* Action item *
Retype the records below exactly. Leave nothing out.

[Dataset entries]
━━━━━━━━━━━━━━━━━━━━

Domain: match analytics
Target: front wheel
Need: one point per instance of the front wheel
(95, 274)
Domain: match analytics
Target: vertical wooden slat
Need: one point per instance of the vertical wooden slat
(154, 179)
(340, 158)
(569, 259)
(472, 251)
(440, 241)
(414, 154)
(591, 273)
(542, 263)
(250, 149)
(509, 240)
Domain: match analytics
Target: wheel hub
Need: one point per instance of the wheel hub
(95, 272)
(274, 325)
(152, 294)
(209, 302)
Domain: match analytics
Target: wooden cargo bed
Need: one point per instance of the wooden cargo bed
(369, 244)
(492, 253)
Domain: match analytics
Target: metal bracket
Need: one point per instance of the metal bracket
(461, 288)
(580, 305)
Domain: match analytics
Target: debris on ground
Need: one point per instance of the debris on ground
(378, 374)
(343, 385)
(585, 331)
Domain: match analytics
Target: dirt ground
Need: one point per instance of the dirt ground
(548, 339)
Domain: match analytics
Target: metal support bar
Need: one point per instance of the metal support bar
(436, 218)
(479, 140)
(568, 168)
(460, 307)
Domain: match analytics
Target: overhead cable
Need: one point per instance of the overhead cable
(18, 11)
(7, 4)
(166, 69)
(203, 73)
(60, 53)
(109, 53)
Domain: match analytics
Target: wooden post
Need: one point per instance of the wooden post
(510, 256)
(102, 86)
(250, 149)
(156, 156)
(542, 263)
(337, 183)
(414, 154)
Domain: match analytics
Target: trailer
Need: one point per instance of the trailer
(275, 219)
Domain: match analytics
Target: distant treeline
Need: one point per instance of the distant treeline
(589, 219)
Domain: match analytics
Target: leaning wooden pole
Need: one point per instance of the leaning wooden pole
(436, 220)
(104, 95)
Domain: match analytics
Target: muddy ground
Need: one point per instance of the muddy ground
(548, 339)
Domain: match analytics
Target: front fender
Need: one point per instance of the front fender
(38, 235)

━━━━━━━━━━━━━━━━━━━━

* Answer space *
Domain: match analytics
Target: front wheel
Need: one point per instance of the front wheel
(95, 274)
Domain: match analytics
Target: vertical wooden slat
Need: one point per instance of the vertical wooden slat
(154, 179)
(340, 158)
(569, 259)
(472, 251)
(440, 241)
(414, 154)
(591, 273)
(542, 263)
(250, 149)
(509, 240)
Domain: match analytics
Target: wheel hub
Need: one point per instance of the wheel hub
(95, 272)
(274, 325)
(152, 294)
(209, 302)
Domain: match analytics
Target: wooden cargo bed
Need: one point per instance of the wooden cargo bed
(369, 244)
(492, 253)
Domain: match analytics
Target: metal bracket
Need: one point per instance of the metal bracket
(461, 288)
(580, 305)
Domain: match analytics
Target: debris on ground
Need: one point per instance of the debris on ground
(378, 374)
(343, 385)
(585, 331)
Domain: match analytics
Target: dirt ground
Need: one point per instance of the dirt ground
(548, 339)
Domain: match analytics
Target: metal support bar
Need: one point per instance of the metal support bar
(436, 218)
(479, 140)
(568, 168)
(460, 307)
Domain: match analytics
Target: overhead cable
Need: one point per instance of the overhead cable
(18, 11)
(7, 4)
(166, 69)
(203, 73)
(60, 53)
(109, 53)
Domain: match analytics
Target: wooden post
Need: one point per instance of the wooden post
(510, 256)
(102, 86)
(250, 149)
(156, 156)
(542, 263)
(337, 183)
(414, 154)
Domain: match analytics
Target: trailer
Need: one point per instance of the trailer
(275, 219)
Domain: match analytics
Target: distant treeline
Need: one point per instance of the distant treeline
(589, 219)
Domain: match analytics
Target: leaning wooden pole
Need: one point per instance of the leaning wooden pole
(436, 220)
(104, 95)
Domain: match analytics
Target: muddy ground
Need: one point per instance of the muddy ground
(548, 339)
Domain: match analytics
Target: front fender
Need: one point per instance of the front fender
(38, 235)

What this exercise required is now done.